### Given request
Without omitting anything, retype the data that follows.

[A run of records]
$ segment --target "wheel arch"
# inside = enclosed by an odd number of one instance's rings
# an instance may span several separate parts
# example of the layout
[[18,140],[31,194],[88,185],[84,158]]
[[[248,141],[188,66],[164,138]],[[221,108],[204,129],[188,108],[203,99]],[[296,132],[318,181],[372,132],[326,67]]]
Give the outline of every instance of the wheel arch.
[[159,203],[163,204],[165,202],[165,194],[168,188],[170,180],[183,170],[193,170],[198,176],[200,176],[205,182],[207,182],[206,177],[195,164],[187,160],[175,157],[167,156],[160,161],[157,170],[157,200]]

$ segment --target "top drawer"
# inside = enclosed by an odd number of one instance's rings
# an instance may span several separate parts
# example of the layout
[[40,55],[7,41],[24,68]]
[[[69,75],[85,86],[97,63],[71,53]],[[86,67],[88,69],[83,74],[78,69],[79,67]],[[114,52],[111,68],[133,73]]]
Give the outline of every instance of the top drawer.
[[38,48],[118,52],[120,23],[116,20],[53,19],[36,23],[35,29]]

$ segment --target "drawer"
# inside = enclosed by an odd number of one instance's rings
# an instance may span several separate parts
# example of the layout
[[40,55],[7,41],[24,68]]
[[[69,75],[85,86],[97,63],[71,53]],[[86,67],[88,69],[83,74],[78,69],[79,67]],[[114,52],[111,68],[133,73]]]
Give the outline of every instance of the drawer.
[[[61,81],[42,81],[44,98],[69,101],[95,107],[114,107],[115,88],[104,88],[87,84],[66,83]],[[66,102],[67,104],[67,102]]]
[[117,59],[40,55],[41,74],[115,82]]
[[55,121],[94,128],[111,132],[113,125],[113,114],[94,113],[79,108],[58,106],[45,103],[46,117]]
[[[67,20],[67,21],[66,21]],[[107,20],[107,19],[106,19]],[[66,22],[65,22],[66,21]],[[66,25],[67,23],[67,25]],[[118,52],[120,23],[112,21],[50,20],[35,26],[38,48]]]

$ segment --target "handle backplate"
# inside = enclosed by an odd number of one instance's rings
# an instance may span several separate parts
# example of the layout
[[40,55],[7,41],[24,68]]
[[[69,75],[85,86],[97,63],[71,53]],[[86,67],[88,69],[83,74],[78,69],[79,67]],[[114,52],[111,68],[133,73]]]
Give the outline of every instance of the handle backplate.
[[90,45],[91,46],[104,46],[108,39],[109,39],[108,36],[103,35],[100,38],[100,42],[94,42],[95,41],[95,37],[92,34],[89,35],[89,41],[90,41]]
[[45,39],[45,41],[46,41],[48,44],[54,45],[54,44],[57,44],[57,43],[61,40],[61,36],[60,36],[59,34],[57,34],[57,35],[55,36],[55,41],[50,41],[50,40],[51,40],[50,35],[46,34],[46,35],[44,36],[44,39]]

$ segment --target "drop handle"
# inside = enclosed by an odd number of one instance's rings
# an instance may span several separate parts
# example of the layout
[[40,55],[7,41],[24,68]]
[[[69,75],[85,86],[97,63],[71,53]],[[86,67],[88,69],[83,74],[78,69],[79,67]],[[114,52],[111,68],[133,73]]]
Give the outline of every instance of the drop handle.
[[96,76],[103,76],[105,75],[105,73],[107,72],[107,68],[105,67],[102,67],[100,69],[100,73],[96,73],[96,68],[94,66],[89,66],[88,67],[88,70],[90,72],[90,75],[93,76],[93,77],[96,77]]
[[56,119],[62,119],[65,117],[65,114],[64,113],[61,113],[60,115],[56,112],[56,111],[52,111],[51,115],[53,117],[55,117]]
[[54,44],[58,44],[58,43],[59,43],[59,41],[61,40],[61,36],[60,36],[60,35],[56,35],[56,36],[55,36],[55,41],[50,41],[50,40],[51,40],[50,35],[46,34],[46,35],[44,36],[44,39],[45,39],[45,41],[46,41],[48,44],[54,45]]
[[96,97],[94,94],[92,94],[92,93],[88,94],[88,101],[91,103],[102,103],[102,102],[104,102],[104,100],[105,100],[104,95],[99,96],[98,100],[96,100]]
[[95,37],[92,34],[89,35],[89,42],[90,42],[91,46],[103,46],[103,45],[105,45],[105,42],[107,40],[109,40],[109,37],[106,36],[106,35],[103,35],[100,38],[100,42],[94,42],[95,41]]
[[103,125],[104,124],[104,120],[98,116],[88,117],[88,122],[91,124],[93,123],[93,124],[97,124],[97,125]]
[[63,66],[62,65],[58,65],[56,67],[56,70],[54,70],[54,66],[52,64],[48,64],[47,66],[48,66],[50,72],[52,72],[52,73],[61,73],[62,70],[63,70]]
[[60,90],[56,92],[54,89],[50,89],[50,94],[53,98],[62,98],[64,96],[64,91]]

### Solved exercise
$ segment --target "wheel arch"
# inside = enclosed by an odd number of one instance's rings
# an instance may span several separate parts
# example of the layout
[[18,140],[31,194],[88,185],[84,158]]
[[[248,141],[188,66],[164,138]],[[221,108],[204,129],[188,108],[203,99]],[[296,132],[318,181],[372,132],[326,67]]]
Give the outline of every instance of the wheel arch.
[[159,203],[163,204],[165,202],[165,194],[168,188],[170,180],[183,170],[193,170],[198,176],[200,176],[205,182],[207,182],[206,177],[195,164],[187,160],[175,157],[167,156],[160,161],[157,170],[157,200]]

$ segment --target "top drawer"
# inside = enclosed by an odd number of one instance's rings
# an instance may span several separate parts
# example of the layout
[[40,55],[7,41],[24,68]]
[[[69,75],[85,86],[97,63],[71,53]],[[86,67],[88,69],[83,74],[78,69],[79,67]],[[114,52],[111,68],[133,73]]]
Give the outline of every instance of the top drawer.
[[38,48],[118,52],[120,23],[116,20],[53,19],[36,23],[35,29]]

$ segment --target "drawer"
# inside = enclosed by an odd number of one instance's rings
# an instance may span several separate parts
# example of the layout
[[40,55],[7,41],[24,68]]
[[[69,75],[85,86],[97,63],[71,53]],[[86,67],[88,69],[83,74],[78,69],[79,67]],[[114,52],[111,68],[133,73]]]
Give the outline of every instance of the drawer.
[[[61,81],[42,81],[44,98],[69,101],[95,107],[114,107],[115,88],[104,88],[87,84],[66,83]],[[66,102],[67,104],[67,102]]]
[[117,59],[40,55],[41,74],[115,82]]
[[55,121],[94,128],[111,132],[113,125],[113,114],[94,113],[79,108],[58,106],[45,103],[46,117]]
[[[67,20],[67,21],[66,21]],[[107,20],[107,19],[106,19]],[[66,22],[65,22],[66,21]],[[66,25],[67,23],[67,25]],[[118,52],[120,23],[112,21],[50,20],[35,26],[38,48]]]

$ segment --target "handle backplate"
# inside = enclosed by an odd number of one instance's rings
# an instance may span several separate parts
# example of the layout
[[40,55],[7,41],[24,68]]
[[[69,75],[85,86],[97,63],[71,53]],[[86,67],[88,69],[83,74],[78,69],[79,67]],[[114,52],[111,68],[133,73]]]
Give the outline of every instance of the handle backplate.
[[90,45],[91,46],[104,46],[108,39],[109,39],[108,36],[103,35],[100,38],[100,42],[94,42],[95,41],[95,37],[92,34],[89,35],[89,41],[90,41]]
[[45,39],[45,41],[46,41],[48,44],[54,45],[54,44],[57,44],[57,43],[61,40],[61,36],[60,36],[59,34],[57,34],[57,35],[55,36],[55,41],[50,41],[50,40],[51,40],[50,35],[46,34],[46,35],[44,36],[44,39]]

$ segment --target "drop handle"
# inside = enclosed by an odd number of one instance's rings
# an instance may span several separate parts
# example of the layout
[[40,55],[7,41],[24,68]]
[[[69,75],[85,86],[97,63],[71,53]],[[86,67],[88,69],[83,74],[78,69],[79,67]],[[114,52],[111,68],[133,73]]]
Give the outline of every instance of the drop handle.
[[96,76],[103,76],[105,75],[105,73],[107,72],[107,68],[105,67],[102,67],[100,69],[100,73],[96,73],[96,68],[94,66],[89,66],[88,67],[88,70],[90,72],[90,75],[93,76],[93,77],[96,77]]
[[56,119],[62,119],[65,117],[65,114],[64,113],[61,113],[60,115],[56,112],[56,111],[52,111],[51,115],[53,117],[55,117]]
[[54,44],[58,44],[58,43],[59,43],[59,41],[61,40],[61,36],[60,36],[60,35],[56,35],[56,36],[55,36],[55,41],[50,41],[50,40],[51,40],[50,35],[46,34],[46,35],[44,36],[44,39],[45,39],[45,41],[46,41],[48,44],[54,45]]
[[96,97],[94,94],[92,94],[92,93],[88,94],[88,101],[91,103],[102,103],[102,102],[104,102],[104,100],[105,100],[104,95],[99,96],[98,100],[96,100]]
[[95,37],[92,34],[89,35],[89,42],[90,42],[91,46],[103,46],[103,45],[105,45],[105,42],[107,40],[109,40],[109,37],[106,36],[106,35],[103,35],[100,38],[100,42],[94,42],[95,41]]
[[103,125],[104,124],[104,120],[98,116],[88,117],[88,122],[91,124],[93,123],[93,124],[97,124],[97,125]]
[[63,66],[62,65],[58,65],[56,67],[56,70],[54,70],[54,66],[52,64],[48,64],[47,66],[48,66],[50,72],[52,72],[52,73],[61,73],[62,70],[63,70]]
[[60,90],[56,92],[54,89],[50,89],[50,94],[53,98],[62,98],[64,96],[64,91]]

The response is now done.